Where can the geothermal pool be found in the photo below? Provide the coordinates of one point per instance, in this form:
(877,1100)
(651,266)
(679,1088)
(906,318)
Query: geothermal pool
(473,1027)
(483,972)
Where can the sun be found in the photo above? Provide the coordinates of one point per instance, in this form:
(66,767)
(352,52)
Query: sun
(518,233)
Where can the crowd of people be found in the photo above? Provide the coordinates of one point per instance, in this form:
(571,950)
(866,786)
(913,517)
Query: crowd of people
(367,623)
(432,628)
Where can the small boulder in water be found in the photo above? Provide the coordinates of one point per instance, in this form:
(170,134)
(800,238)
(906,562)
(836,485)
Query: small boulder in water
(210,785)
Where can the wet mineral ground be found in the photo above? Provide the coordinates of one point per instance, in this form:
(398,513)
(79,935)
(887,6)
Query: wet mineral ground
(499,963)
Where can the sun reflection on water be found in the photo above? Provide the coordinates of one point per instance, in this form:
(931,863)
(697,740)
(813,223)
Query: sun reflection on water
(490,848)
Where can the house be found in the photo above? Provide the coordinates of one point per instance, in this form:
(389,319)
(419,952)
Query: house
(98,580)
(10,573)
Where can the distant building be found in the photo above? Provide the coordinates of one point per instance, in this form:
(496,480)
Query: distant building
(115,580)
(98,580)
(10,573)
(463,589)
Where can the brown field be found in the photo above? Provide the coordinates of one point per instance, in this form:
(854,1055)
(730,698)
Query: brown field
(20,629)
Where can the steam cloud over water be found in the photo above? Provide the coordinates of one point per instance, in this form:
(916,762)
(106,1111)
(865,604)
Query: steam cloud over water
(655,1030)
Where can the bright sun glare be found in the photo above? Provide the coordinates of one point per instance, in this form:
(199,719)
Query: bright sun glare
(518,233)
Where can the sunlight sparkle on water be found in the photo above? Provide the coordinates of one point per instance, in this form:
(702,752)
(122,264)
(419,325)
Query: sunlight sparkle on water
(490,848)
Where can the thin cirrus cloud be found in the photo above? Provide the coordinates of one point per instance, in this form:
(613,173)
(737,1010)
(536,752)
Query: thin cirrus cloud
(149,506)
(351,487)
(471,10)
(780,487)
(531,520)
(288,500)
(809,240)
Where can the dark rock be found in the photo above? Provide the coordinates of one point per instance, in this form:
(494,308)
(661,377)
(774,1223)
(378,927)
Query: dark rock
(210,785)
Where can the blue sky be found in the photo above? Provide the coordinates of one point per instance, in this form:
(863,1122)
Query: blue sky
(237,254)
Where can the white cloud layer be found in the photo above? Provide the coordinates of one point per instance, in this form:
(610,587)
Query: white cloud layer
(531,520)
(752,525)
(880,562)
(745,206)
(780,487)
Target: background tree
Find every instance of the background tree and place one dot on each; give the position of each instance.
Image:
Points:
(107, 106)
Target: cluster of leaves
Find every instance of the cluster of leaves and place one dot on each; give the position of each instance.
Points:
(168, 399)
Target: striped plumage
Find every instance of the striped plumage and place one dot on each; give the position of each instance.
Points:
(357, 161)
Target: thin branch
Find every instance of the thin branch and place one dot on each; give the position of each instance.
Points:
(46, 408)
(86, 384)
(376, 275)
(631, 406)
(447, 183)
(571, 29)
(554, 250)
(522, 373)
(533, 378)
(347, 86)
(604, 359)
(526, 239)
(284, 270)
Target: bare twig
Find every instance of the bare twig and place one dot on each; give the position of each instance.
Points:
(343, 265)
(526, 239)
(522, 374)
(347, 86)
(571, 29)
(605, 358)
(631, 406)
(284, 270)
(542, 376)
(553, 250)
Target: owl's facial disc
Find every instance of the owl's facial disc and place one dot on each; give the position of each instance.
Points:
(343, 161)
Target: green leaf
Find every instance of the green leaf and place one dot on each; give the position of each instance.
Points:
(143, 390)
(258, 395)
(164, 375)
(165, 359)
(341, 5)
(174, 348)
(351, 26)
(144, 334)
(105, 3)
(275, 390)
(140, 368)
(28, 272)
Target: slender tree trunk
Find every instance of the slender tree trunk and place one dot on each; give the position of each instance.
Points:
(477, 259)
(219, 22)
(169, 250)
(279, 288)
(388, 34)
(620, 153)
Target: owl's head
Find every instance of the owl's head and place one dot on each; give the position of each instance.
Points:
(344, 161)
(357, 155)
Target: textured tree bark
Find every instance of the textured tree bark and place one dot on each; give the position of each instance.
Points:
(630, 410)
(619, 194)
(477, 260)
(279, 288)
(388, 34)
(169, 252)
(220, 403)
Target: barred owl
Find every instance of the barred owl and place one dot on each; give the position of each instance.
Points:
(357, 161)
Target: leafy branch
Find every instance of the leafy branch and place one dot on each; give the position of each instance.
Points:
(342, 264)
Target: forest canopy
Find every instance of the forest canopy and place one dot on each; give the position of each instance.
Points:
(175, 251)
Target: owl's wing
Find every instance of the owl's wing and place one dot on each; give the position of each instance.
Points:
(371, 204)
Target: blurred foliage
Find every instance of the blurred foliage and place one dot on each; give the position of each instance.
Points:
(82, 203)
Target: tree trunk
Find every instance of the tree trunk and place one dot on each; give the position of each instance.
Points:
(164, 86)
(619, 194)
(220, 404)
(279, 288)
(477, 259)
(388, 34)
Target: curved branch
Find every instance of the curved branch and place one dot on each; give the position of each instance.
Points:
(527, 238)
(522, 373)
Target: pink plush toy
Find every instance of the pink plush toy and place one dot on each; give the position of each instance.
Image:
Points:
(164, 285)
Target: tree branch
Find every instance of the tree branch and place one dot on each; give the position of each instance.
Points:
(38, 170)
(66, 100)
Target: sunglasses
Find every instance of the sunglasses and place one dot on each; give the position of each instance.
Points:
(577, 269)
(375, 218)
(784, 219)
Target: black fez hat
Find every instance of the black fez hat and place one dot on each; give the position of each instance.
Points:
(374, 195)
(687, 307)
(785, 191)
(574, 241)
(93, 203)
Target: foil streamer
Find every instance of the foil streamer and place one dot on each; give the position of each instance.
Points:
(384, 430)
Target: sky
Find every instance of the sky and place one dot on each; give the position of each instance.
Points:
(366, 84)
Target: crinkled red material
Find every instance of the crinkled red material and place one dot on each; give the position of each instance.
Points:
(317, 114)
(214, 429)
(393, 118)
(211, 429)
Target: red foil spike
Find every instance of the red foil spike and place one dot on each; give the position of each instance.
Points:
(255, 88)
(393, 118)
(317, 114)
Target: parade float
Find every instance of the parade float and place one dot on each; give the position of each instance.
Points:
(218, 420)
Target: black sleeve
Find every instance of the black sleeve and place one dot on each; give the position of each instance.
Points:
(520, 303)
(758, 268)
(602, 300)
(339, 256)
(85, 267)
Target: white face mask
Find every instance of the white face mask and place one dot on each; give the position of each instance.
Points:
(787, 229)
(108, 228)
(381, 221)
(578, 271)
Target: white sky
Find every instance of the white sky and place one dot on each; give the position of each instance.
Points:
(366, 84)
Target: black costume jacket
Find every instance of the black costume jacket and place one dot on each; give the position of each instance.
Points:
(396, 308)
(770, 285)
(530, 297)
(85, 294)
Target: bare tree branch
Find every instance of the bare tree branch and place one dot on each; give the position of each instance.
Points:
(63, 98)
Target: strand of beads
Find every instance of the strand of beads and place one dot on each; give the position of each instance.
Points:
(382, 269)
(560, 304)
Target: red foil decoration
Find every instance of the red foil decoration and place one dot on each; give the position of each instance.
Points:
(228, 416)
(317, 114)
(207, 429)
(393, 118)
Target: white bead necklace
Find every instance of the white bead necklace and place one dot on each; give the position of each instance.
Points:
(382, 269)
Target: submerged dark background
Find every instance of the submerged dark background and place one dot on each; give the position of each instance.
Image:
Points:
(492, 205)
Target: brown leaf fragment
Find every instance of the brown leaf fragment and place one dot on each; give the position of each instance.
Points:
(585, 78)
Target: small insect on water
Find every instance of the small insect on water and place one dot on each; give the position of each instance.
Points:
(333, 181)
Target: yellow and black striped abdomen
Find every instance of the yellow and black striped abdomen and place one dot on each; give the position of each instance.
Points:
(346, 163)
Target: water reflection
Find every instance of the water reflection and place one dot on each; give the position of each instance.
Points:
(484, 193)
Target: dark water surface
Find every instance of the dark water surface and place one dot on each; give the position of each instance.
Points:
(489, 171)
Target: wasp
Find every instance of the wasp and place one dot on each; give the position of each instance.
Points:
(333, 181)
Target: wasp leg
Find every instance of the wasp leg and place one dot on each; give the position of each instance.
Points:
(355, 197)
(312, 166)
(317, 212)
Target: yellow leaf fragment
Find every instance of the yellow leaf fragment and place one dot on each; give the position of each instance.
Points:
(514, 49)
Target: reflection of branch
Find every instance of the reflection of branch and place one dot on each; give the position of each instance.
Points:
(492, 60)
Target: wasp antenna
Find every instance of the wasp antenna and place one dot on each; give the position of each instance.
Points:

━━━━━━━━━━

Your objective
I need every line of the data that has the word "strand"; please list them.

Reply
Target: strand of beads
Find every instance of the strand of beads and place one dot on each; give the position of each instance.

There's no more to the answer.